* BEGIN EXCERPTED TEXT *

The charged drum surface is exposed to a laser beam (image
information lighting beam) L which is produced from a laser scanner
3 and is modulated in accordance with time series electric digital
picture element signals representing the image to be recorded. By
doing so, the potential of the drum is attenuated at the position
exposed to the laser beam, so that an electrostatic latent image of
the desired image is formed.
Subsequently, the latent image formed surface of the drum is
supplied with toner negatively charged (the same polarity as the
latent image) by the developing device 4, so that the latent image
is developed through a reverse-development process.
On the other hand, a transfer material (recording material) such as
a sheet of plain paper or the like is supplied from an unshown
sheet feeding station, and is supplied by a pair of registration
rollers 8 and 9 through guiding plates 6 and 7 to a transfer
position N constituted by a nip formed between the drum 1 and the
transfer member in the form of a rotatable transfer roller 5.

* END EXCERPTED TEXT *

### WHAT YOU NEED TO DO
1. Reproduce the printer passage from "Subsequently, the latent" to "transfer roller 5.".
2. List every part in the printer passage that is identified by a reference number, with its number.
3. Using the printer passage, answer:
(a) What happens to the drum's potential at the position exposed to the laser beam?
(b) With what charge is the toner supplied?
(c) What forms the transfer position N?
The items play no part in this work.

* BEGIN PROVIDED RECORDS *

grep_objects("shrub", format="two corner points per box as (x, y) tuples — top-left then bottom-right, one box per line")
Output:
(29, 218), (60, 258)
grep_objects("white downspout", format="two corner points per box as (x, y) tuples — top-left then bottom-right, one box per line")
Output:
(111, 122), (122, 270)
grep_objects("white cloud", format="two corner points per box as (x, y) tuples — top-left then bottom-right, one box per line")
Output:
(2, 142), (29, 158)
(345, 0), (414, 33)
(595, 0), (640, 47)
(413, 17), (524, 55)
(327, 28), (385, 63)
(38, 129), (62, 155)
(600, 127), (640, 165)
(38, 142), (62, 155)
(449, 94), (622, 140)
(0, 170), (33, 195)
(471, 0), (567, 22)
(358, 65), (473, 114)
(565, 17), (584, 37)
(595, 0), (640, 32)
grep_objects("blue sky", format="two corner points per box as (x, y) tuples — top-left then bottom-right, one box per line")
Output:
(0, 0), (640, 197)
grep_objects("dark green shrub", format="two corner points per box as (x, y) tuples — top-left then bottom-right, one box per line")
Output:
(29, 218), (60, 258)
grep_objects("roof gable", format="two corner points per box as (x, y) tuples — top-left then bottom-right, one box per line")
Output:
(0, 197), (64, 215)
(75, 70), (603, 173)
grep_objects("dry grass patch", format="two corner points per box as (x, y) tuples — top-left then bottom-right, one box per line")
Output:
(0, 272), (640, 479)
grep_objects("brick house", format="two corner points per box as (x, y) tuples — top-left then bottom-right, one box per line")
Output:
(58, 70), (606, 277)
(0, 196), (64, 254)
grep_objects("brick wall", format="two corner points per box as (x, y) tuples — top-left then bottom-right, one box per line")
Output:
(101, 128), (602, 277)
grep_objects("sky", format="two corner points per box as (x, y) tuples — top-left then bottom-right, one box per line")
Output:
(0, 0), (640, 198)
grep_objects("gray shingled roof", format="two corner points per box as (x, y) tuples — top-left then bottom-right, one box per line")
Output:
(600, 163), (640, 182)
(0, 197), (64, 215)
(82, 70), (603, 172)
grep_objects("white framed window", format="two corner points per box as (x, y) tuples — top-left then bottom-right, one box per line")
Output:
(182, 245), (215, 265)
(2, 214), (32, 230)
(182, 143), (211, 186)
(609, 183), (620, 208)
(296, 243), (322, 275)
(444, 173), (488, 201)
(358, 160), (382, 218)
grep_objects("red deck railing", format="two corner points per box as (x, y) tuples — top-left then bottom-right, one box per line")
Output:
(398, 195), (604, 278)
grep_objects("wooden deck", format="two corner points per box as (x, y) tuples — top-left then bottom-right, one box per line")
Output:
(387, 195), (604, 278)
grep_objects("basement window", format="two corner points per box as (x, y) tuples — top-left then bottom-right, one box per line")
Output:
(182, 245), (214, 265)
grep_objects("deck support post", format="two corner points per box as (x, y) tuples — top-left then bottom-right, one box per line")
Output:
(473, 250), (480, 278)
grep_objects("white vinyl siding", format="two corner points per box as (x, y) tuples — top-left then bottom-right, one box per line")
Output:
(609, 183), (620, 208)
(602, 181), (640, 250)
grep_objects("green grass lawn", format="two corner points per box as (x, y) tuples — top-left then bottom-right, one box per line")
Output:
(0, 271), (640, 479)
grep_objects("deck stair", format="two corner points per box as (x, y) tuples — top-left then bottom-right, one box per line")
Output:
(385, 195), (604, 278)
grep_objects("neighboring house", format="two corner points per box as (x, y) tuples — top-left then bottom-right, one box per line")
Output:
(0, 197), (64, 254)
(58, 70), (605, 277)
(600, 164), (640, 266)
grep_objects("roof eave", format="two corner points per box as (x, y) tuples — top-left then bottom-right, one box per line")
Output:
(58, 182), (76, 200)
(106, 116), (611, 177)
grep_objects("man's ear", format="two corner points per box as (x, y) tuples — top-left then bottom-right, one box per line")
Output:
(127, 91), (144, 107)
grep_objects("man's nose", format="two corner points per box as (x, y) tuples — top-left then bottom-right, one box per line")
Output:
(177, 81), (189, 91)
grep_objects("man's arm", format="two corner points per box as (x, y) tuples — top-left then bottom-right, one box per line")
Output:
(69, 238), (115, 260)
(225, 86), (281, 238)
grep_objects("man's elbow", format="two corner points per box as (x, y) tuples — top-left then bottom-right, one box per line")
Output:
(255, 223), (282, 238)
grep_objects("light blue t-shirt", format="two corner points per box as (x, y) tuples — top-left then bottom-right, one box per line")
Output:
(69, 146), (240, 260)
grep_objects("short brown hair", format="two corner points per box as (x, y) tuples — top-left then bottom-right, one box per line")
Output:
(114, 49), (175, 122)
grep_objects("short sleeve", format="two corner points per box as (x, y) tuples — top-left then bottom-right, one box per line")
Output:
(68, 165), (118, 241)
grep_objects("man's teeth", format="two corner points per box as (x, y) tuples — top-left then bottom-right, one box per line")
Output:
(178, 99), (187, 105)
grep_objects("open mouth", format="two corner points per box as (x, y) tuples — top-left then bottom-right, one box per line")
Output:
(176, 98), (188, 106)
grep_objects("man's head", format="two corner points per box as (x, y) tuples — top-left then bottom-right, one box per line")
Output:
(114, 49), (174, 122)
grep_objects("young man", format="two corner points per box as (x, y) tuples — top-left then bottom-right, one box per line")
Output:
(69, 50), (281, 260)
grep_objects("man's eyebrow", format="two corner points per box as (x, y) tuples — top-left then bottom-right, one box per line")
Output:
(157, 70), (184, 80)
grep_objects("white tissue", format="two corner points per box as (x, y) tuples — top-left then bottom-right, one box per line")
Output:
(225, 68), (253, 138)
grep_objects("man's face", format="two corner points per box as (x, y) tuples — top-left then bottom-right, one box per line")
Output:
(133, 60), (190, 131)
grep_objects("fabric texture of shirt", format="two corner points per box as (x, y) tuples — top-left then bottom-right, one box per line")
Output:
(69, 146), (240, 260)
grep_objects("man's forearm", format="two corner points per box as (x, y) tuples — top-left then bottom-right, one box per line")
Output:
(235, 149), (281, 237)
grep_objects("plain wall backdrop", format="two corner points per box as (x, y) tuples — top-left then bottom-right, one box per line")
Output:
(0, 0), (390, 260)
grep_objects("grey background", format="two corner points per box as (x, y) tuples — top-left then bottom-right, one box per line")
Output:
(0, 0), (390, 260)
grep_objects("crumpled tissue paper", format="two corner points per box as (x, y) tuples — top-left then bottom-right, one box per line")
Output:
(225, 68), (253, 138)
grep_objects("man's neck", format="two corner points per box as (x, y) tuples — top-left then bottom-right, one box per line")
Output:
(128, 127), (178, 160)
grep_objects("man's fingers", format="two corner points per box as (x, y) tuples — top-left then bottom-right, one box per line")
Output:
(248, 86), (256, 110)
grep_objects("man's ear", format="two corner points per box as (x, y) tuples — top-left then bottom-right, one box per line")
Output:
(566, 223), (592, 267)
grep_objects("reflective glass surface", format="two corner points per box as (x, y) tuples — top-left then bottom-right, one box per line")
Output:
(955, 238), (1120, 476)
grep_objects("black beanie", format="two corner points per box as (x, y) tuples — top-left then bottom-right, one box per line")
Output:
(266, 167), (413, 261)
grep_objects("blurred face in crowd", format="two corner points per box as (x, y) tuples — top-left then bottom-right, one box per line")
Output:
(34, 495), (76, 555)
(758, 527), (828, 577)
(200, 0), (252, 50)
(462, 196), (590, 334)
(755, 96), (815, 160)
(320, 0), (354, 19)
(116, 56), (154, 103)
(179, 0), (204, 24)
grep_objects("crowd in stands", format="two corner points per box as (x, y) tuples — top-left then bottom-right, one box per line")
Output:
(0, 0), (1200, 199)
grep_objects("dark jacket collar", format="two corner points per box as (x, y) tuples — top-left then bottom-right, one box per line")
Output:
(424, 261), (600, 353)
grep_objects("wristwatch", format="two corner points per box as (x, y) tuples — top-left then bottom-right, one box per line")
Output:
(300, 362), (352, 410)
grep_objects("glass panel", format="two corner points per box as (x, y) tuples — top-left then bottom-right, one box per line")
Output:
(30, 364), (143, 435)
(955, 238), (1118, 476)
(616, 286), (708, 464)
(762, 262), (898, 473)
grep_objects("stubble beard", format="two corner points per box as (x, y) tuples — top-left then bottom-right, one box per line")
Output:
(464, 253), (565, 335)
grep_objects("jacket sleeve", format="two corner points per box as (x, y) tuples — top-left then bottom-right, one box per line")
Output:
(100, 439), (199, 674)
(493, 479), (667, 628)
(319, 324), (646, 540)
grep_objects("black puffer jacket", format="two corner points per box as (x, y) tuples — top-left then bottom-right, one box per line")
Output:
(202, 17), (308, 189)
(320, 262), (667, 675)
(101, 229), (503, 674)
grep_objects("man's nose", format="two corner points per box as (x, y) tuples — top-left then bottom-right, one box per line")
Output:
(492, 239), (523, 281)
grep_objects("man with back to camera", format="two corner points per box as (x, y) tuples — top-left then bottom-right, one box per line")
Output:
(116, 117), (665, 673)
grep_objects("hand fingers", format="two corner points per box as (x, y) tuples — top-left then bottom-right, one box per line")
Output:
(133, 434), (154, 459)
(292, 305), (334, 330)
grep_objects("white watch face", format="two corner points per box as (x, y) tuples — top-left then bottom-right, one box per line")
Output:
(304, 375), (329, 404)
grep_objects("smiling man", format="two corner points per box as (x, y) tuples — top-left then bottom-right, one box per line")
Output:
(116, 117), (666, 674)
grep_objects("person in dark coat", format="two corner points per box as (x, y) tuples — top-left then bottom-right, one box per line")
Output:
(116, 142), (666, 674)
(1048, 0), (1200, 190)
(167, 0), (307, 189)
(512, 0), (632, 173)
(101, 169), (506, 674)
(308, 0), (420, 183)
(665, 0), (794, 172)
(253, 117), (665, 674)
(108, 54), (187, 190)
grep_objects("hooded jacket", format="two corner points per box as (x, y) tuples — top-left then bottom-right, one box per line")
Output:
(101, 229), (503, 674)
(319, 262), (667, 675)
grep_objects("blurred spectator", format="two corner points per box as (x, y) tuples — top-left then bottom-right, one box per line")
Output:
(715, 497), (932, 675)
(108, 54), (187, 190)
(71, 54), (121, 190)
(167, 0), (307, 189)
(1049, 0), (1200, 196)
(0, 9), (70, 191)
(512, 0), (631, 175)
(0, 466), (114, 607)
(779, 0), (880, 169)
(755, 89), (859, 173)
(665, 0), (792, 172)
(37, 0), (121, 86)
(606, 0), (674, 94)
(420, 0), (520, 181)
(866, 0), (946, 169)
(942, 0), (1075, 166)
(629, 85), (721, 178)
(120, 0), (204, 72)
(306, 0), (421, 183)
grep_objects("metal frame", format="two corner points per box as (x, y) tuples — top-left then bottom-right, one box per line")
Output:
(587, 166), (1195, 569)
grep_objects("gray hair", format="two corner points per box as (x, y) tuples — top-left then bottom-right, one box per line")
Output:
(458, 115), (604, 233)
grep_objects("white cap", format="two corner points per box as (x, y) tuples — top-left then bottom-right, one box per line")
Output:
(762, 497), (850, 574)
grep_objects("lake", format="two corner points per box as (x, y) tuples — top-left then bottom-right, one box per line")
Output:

* END PROVIDED RECORDS *

### RESPONSES TO THE EXERCISE
1.
Subsequently, the latent image formed surface of the drum is
supplied with toner negatively charged (the same polarity as the
latent image) by the developing device 4, so that the latent image
is developed through a reverse-development process.
On the other hand, a transfer material (recording material) such as
a sheet of plain paper or the like is supplied from an unshown
sheet feeding station, and is supplied by a pair of registration
rollers 8 and 9 through guiding plates 6 and 7 to a transfer
position N constituted by a nip formed between the drum 1 and the
transfer member in the form of a rotatable transfer roller 5.

2.
drum 1
laser scanner 3
developing device 4
transfer roller 5
guiding plates 6 and 7
registration rollers 8 and 9

3.
(a) It is attenuated.
(b) Negative, the same polarity as the latent image.
(c) A nip between the drum 1 and the rotatable transfer roller 5.